Dokumen ▸

⟨

Selasa 07 Aug 2012 07:44 WIB

Demokrat Tolak Usulan Pemilu Serentak

Rep: Mansyur Faqih/ Red: Hazliansyah
Anas Urbaningrum
Foto: Tahta Aidilla/Republika
Anas Urbaningrum

REPUBLIKA.CO.ID, TASIKMALAYA -- Partai Demokrat menyatakan tidak sepakat dengan usulan penyelenggaraan pemilihan legislatif (pileg) dan pemilihan presiden (pilpres) secara serentak pada perubahan UU 42/2008 tentang pilpres yang tengah berlangsung di DPR. Partai pemenang pemilu tersebut menilai, konsep pemilihan umum seperti yang sekarang berjalan sudah cukup bagus. 

''Ada partai yang melontarkan ide agar yang berhak mengajukan pasangan calon itu partai yang di pemilu legislatif ranking satu, dua, tiga misalnya. Dan usulan-usulan yang lain. Tapi intinya menurut saya, apa yang sudah jalan itu sudah cukup bagus,'' kata Ketua Umum Partai Demokrat, Anas Urbaningrum di sela Safari Ramadhan di Tasikmalaya, Selasa (7/8).

⟩

Baris Data ▸

⟨

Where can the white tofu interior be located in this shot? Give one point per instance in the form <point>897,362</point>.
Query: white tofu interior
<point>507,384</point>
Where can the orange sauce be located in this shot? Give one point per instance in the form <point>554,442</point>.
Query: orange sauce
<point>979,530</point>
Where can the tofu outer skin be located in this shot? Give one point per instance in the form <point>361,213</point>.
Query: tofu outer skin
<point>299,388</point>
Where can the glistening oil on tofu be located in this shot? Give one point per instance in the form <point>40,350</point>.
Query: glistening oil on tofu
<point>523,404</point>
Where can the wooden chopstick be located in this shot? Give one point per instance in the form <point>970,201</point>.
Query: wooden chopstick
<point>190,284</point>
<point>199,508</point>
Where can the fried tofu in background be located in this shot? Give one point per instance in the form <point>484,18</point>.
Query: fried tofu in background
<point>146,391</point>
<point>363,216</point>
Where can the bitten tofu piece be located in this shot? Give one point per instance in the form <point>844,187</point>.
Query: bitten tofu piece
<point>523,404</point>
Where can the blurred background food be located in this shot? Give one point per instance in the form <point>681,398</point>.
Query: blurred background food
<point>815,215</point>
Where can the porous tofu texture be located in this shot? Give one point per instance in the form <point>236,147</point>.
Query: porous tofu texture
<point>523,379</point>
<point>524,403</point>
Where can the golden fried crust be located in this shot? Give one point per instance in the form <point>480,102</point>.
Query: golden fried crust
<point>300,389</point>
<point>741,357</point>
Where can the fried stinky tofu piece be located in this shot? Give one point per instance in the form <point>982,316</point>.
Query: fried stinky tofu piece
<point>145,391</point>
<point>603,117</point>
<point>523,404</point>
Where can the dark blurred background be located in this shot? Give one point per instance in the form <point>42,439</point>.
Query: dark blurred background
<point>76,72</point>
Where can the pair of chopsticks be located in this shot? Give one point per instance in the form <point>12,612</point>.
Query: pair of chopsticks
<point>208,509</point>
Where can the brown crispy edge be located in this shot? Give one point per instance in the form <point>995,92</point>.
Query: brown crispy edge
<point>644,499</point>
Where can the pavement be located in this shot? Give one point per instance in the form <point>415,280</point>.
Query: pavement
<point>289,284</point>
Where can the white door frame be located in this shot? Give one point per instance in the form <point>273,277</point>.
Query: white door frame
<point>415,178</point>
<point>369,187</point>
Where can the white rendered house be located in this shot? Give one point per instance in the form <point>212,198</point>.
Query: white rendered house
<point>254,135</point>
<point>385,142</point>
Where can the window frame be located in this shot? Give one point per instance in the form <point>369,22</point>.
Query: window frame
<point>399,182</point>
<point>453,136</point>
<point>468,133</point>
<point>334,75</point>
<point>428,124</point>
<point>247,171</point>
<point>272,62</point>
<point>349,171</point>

⟩

Petunjuk ▸
**A.** Menurut berita tentang sikap Partai Demokrat soal pemilu serentak, kenapa partai itu menolak usulan pileg dan pilpres digelar bersamaan? Jawab dalam satu sampai tiga kalimat.
**B.** Tampilkan kembali bagian dari berita soal pemilu serentak yang dibuka dengan kata-kata berisi "Selasa 07 Aug" dan ditutup dengan "Tasikmalaya, Selasa (7/8).", tanpa mengubah apa pun.
**C.** Dalam berita tentang usulan pemilu serentak, di acara apa Anas Urbaningrum menyampaikan pendapatnya?
Materi ini tidak ada hubungannya dengan berita di atas.

Jawaban Lengkap ▸
**A.** Partai Demokrat menolak usulan itu karena menilai konsep pemilihan umum yang sekarang berjalan sudah cukup bagus. Anas Urbaningrum juga mengatakan bahwa apa yang sudah jalan itu sudah cukup bagus.

**B.**
Selasa 07 Aug 2012 07:44 WIB

Demokrat Tolak Usulan Pemilu Serentak

Rep: Mansyur Faqih/ Red: Hazliansyah
Anas Urbaningrum
Foto: Tahta Aidilla/Republika
Anas Urbaningrum

REPUBLIKA.CO.ID, TASIKMALAYA -- Partai Demokrat menyatakan tidak sepakat dengan usulan penyelenggaraan pemilihan legislatif (pileg) dan pemilihan presiden (pilpres) secara serentak pada perubahan UU 42/2008 tentang pilpres yang tengah berlangsung di DPR. Partai pemenang pemilu tersebut menilai, konsep pemilihan umum seperti yang sekarang berjalan sudah cukup bagus. 

''Ada partai yang melontarkan ide agar yang berhak mengajukan pasangan calon itu partai yang di pemilu legislatif ranking satu, dua, tiga misalnya. Dan usulan-usulan yang lain. Tapi intinya menurut saya, apa yang sudah jalan itu sudah cukup bagus,'' kata Ketua Umum Partai Demokrat, Anas Urbaningrum di sela Safari Ramadhan di Tasikmalaya, Selasa (7/8).

**C.** Di sela Safari Ramadhan di Tasikmalaya.